What to produce:
Rewrite the listing below with "Detection Task" switched to "Localization Task" everywhere it occurs, keeping everything else the same. Leave the pictures out.

(Detection listing)
((

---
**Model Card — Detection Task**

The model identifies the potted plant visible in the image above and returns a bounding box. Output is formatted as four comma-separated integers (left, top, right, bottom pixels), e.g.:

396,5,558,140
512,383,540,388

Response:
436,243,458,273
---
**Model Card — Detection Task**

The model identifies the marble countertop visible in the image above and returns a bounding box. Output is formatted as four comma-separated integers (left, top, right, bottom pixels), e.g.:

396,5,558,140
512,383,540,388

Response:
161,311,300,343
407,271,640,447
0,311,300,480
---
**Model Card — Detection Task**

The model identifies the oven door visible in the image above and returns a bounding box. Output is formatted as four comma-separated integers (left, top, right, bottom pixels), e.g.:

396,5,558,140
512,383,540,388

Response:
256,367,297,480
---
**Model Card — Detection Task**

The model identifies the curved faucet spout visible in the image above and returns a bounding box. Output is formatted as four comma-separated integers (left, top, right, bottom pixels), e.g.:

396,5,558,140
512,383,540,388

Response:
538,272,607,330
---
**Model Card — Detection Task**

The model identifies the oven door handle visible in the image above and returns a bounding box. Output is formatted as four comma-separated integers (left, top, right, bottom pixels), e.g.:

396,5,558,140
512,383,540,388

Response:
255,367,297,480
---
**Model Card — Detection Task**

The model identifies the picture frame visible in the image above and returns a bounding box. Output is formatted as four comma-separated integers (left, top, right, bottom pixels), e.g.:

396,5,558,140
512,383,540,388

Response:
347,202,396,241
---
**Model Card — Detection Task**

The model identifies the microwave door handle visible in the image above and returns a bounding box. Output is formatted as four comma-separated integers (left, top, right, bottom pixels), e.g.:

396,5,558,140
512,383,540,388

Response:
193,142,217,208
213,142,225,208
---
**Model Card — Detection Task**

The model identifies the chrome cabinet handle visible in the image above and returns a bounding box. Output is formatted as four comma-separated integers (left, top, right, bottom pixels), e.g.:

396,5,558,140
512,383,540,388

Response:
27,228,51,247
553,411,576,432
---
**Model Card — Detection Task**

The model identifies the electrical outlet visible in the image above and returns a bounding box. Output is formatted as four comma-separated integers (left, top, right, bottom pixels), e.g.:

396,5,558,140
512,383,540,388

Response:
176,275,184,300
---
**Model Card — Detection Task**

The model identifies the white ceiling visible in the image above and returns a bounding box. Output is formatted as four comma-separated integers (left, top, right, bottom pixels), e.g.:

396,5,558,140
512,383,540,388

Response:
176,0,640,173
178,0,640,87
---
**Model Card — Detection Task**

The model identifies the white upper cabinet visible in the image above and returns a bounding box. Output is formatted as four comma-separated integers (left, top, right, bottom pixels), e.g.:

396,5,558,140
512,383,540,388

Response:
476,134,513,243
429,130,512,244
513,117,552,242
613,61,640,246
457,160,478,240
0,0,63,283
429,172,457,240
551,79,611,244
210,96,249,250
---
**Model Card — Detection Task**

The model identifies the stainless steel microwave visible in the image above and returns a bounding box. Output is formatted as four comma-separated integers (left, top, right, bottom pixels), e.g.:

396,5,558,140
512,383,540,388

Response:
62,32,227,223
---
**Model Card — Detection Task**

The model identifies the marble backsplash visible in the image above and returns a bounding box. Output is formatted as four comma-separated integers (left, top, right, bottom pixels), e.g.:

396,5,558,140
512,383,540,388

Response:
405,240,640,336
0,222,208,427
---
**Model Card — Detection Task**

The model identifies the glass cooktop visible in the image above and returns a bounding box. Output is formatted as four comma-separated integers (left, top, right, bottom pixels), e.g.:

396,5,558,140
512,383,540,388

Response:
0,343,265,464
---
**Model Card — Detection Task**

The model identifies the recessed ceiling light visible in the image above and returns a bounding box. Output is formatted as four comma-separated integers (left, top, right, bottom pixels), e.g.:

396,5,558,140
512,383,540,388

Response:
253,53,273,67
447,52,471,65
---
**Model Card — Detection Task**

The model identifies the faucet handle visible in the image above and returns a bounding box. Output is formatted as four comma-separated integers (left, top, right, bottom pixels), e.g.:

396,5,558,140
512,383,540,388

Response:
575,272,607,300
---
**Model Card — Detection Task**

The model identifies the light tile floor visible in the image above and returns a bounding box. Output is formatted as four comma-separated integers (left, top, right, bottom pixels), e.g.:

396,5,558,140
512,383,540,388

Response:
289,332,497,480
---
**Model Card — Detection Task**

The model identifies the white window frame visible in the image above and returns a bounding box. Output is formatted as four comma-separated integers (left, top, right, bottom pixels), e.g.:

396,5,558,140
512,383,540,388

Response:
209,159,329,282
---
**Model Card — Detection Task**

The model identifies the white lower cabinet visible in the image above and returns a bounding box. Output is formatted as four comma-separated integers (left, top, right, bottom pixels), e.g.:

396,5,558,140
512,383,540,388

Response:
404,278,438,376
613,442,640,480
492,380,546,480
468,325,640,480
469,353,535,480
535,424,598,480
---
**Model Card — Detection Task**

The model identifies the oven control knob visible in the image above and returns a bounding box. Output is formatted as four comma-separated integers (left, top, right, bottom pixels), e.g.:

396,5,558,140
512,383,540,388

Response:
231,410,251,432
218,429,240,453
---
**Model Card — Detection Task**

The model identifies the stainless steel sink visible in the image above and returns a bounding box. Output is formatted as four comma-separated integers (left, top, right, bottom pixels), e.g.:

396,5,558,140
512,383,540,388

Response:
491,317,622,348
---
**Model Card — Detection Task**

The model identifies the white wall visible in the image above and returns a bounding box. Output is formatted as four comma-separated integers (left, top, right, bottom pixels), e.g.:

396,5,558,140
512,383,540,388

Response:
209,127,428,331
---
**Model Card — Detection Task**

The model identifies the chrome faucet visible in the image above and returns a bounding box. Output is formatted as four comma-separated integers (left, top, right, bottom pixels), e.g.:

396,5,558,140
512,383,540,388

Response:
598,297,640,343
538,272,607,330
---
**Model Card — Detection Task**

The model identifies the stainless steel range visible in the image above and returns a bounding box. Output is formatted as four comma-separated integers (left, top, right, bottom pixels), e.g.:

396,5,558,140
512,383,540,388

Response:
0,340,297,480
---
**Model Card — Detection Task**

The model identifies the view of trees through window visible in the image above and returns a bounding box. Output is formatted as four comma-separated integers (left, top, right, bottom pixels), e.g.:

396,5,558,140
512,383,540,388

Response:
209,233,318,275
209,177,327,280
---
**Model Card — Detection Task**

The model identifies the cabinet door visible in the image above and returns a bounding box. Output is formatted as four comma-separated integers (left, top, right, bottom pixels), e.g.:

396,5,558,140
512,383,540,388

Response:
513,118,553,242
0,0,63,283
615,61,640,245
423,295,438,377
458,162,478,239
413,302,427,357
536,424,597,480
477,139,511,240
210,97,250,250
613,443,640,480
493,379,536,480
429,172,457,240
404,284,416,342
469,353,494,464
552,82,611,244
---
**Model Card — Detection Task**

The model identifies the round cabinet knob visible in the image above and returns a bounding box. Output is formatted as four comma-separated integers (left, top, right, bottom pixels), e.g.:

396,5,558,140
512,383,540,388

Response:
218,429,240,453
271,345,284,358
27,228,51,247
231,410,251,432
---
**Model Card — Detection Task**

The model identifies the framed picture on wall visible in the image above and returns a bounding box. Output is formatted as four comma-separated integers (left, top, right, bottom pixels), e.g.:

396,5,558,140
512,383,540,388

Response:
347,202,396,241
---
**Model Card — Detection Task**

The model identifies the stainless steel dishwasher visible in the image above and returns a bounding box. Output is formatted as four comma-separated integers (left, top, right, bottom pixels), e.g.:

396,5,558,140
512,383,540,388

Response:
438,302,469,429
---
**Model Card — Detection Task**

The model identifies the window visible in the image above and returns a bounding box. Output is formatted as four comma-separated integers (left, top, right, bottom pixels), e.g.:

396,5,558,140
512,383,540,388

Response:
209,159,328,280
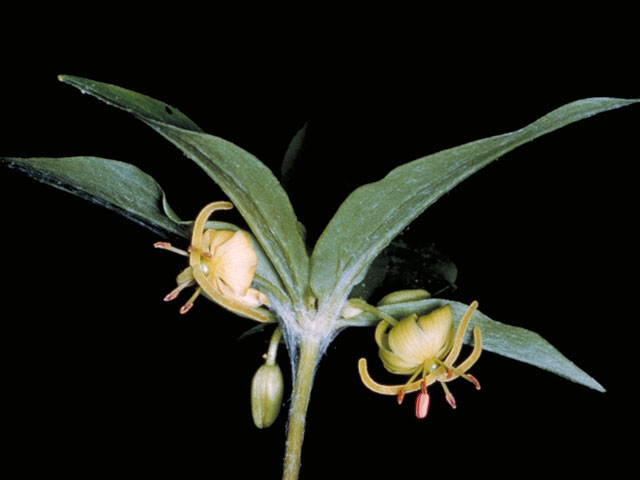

))

In response:
---
**Model Card — Localization Task**

The model identifies the potted plant visible in the image above and returns a bounding box. Output is formatted as four comma-separated integers (left, top, right, bottom pixels), e.g.:

396,5,558,140
512,383,540,388

Response:
436,243,458,273
---
**Model Card — Localization Task**

The model identifies the marble countertop visible in the image above and returns a bounding box. Output is formatted as four comma-separated integers (left, top, right, bottom pixels), e.g.:

396,5,558,140
512,383,540,388

Response:
161,311,300,343
407,271,640,447
0,311,300,480
---
**Model Card — Localization Task**

The model identifies the oven door visible in the image above and returns a bounding box. Output is formatted as four comma-separated integers (left, top, right, bottom pixels), e.g.:

396,5,558,140
512,383,540,388

Response:
256,367,297,480
---
**Model Card — Localization Task**

The model identifies the curved faucet spout visible in the image above and returns a bounding box. Output is formatted as four comma-separated integers (left, top, right, bottom pixels), e.g.:

396,5,558,140
512,383,540,388

Response:
538,272,607,330
---
**Model Card — Localization Task**

The model identifies the oven door handle visible in the image above and returns a bounding box. Output is formatted as four comma-separated integers (left, top, right, bottom pixels), e.g.:

396,5,558,140
512,383,540,388

Response:
255,367,297,480
---
**Model Card — Localization Task**

The model identifies the picture frame visible in the image above and returns a bounding box. Output is formatted as four comma-separated integers (left, top, right, bottom pixels), e.g.:

396,5,558,140
512,383,540,388

Response:
347,202,396,241
---
**Model Card — Localization Task**

The model identifies the microwave door handle visible in the image above and returns a bounding box. Output is formatted as four comma-separated integers (left, top, right, bottom pixels), e.g.:

396,5,558,140
512,383,540,388

Response:
193,142,217,208
213,142,225,208
---
**Model Card — Localization Task**

The model identifies the chrome cabinet handle visible in the image above and returns a bounding box. Output is formatted as four comma-separated integers (left, top, right, bottom pixels), e.g.:

396,5,558,140
512,383,540,388

Response:
27,228,51,247
553,411,576,432
---
**Model Card — Localization Task**

The model identifies the electrical outlet visible in the image above and returns a bounding box. Output is formatted as four comma-separated integers (left, top, right, bottom pixels), e.g.:

396,5,558,140
512,383,540,388

Response:
176,275,184,300
---
**Model Card — Localization Task**

The model identifies the white ceiling visible in the image above and returns a bounding box. Output is formatted as four comma-separated integers (left, top, right, bottom pixels), e.g.:

396,5,558,140
512,383,540,388

Response:
176,0,640,173
178,0,640,87
---
**Model Card — Localization Task**

The model identifies the white upper cabinet visible in the image above and returns a bounding box. Output is formatted as four comma-separated integers (left, top, right, bottom pixels), e.g.:

396,5,558,140
512,383,540,388

Response:
476,134,513,243
429,130,512,244
513,117,552,242
613,61,640,246
457,160,478,240
0,0,63,283
429,172,457,240
551,79,611,244
210,96,249,250
---
**Model Card — Localization Task**

The model identifies the stainless steel microwave visible in the image above and returns a bounding box. Output is formatted as four comma-separated integers (left, top, right, bottom pixels), e.g.:

396,5,558,140
512,383,540,388

Response:
62,32,227,223
---
**Model Card — Localization Task**

The model identifies the marble backsplash visible in the image above and returns a bounding box. Output is formatted as four comma-separated integers (left, top, right, bottom pixels), e.g.:

396,5,558,140
512,383,540,388

Response:
405,240,640,336
0,222,208,427
---
**Model Card — Localization Task**

The model identifies the glass cooktop visible in the image above and returns a bounding box. Output is formatted as four comma-separated integers (left, top, right, bottom pixels), e.g.:

396,5,558,140
512,383,540,388

Response:
0,343,265,464
---
**Model Card — Localization Task**

The model identifies the recessed ceiling light visible in the image above and returns a bounding box. Output is formatted as four comma-separated integers (left, top, right, bottom pixels), e.g.:

396,5,558,140
512,383,540,388

Response:
253,53,273,67
447,52,471,65
---
**Model Card — Localization Task**

The model identifies the faucet handle visible in the image above and returns a bounding box. Output is formatted as four comma-separated integers (left, top, right, bottom pixels), e.g.:

396,5,558,140
512,383,540,388

Response:
575,272,607,300
---
**Model Card — Localization Task**

The model identifies the light tile floor visible in the image above and returns a bounding box. Output is formatted as four comma-separated integers (left, top, right, bottom pixels), e.g.:

396,5,558,140
512,383,540,388

Response:
289,332,497,480
---
**Model Card — Localization Task**

The model identifies the white window frame visible in the image above and returns a bounding box. Output is formatted as four comma-separated integers (left, top, right, bottom pixels), e.g.:

396,5,558,140
512,383,540,388

Response:
209,159,329,282
---
**Model Card — Localization Task**

The model identifies the white lower cabinet visible in the image above and returns a bounding box. Output is formatted as four comma-separated integers (left, top, right, bottom pixels), e.g.:

396,5,558,140
512,383,540,388

Response:
404,278,438,376
613,442,640,480
492,380,546,480
468,325,640,480
469,353,535,480
535,424,598,480
---
**Model Card — Localization Task**

The model identifies the oven control knob visible in the image above and returns a bounding box. Output is formatted as four comma-separated integers (left, top, right, bottom pixels), e.g.:

396,5,558,140
512,383,540,388

Response:
231,410,251,432
218,429,240,453
---
**Model Card — Localization Task**

The model identifies the stainless steel sink visible in the image above and returns a bounding box. Output is formatted as four comma-separated integers (left, top, right, bottom pixels), e.g.:

396,5,558,140
512,383,540,388

Response:
491,317,622,348
---
**Model Card — Localization Task**

The model identifies the white wall visible in the image above and returns a bounding box. Output is formatted as four comma-separated integers (left, top, right, bottom pixels), e.g.:

396,5,558,140
512,383,540,388

Response:
209,127,428,331
---
**Model Card — Localization Task**

The model identifies the chrome faucet visible in the image above and returns a bounding box. Output is formatted as four comma-separated integers (left, top, right, bottom pixels), e.g.:

396,5,558,140
512,383,540,388

Response:
598,297,640,343
538,272,607,330
---
**Model Card — Localization Task**

The model identifies the stainless steel range visible in the image above and returns a bounding box. Output is formatted as four comma-separated integers (left, top, right, bottom pixels), e.g.:

396,5,558,140
512,383,540,388

Response:
0,340,297,480
---
**Model Card — Localization Task**

The model identifies the view of trees through window visible in the image above and returns a bounding box. Output is formatted as four comma-separated integers (left, top, right, bottom pixels), e.g.:

396,5,558,140
512,383,540,388

Response:
209,233,318,275
209,177,327,280
---
**Model Card — Localization Task**

The model identifies the cabinet door visible in the image above and returns a bounding box. Output is formatted as four comma-separated integers (left, top, right, bottom pixels), e.g.:

396,5,558,140
512,383,540,388

Response:
513,118,553,242
0,0,63,283
615,61,640,245
423,295,438,377
458,162,478,239
413,302,427,357
536,424,597,480
477,139,511,240
210,97,250,250
613,443,640,480
493,379,536,480
429,172,457,240
404,284,416,342
469,353,494,464
552,82,611,244
---
**Model Card — Localization Task**

The model identifies the round cabinet knob visible in the image above and returns a bounding box. Output is formatted as four comma-separated integers (left, top, right, bottom pixels), e.g.:

396,5,558,140
512,383,540,388

Response:
218,429,240,453
271,345,284,358
27,228,51,247
231,410,251,432
---
**Model Card — Localization Task**

The model identifies the framed picture on wall visible in the image above and returns a bounding box. Output is formatted as four comma-separated integers (left, top, right, bottom pixels), e.g.:

396,5,558,140
512,383,540,388

Response:
347,202,396,241
---
**Model Card — Localization Task**

The model identifies the stainless steel dishwasher visible in the image above and returns a bounding box. Output is formatted as four comma-separated integers (left, top, right, bottom pixels), e.g.:

396,5,558,140
512,383,540,388

Response:
438,302,469,429
---
**Model Card — Localization Task**

The model identifies the window visible in the image above and returns a bounding box. Output is formatted as four comma-separated integers (left, top, right, bottom pixels), e.g.:

396,5,558,140
512,383,540,388

Response:
209,159,328,280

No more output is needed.